*WHAT THE EXERCISE ASKS:*
Gather every line in the entries below that contains the string "Target" and copy each one out. Letter case matters.

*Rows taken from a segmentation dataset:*

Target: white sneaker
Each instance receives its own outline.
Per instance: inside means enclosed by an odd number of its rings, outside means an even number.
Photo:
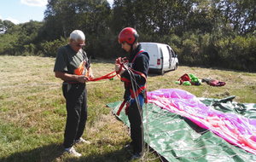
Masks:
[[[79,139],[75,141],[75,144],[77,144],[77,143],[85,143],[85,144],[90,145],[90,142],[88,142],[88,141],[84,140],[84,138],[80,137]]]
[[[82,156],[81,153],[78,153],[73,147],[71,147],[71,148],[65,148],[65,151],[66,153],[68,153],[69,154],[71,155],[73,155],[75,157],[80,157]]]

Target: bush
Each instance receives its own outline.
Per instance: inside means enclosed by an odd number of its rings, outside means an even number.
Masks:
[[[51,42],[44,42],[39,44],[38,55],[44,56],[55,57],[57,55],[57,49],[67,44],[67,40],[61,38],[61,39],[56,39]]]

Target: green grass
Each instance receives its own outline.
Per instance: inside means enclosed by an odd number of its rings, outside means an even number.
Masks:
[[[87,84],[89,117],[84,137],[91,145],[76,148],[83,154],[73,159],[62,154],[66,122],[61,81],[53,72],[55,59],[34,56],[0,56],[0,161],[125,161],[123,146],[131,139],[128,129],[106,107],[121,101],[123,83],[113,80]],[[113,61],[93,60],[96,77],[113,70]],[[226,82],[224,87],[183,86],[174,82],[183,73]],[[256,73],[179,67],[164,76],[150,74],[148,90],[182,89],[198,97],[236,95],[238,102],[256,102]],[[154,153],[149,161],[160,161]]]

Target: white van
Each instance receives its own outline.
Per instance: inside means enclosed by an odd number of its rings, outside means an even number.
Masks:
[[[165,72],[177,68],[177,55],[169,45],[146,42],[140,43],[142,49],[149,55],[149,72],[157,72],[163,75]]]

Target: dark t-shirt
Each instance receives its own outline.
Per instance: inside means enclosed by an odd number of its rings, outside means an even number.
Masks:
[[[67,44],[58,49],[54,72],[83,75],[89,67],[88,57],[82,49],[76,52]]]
...
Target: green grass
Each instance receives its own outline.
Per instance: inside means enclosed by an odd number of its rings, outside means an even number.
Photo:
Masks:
---
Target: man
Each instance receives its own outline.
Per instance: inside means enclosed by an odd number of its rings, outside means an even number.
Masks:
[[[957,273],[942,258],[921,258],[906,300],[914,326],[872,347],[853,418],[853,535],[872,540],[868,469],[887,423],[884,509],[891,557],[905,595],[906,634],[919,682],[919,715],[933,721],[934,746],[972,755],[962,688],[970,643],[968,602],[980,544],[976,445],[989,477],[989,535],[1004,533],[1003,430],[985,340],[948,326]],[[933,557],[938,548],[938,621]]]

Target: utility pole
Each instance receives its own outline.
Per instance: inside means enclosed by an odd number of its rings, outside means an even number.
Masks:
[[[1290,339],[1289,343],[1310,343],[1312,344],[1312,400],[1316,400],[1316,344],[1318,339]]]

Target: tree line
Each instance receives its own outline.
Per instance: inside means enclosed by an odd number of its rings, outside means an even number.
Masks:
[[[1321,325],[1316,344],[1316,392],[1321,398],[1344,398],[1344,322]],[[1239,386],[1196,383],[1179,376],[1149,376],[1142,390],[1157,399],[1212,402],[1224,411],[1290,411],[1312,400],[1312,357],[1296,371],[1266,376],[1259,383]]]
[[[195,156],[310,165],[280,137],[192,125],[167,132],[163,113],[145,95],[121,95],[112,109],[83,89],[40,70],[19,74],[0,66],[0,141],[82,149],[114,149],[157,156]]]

*ANSWER TO THE EXERCISE:*
Target: white sneaker
Target: bush
Target: green grass
Target: white van
Target: dark t-shirt
Target: green grass
Target: man
Target: utility pole
Target: tree line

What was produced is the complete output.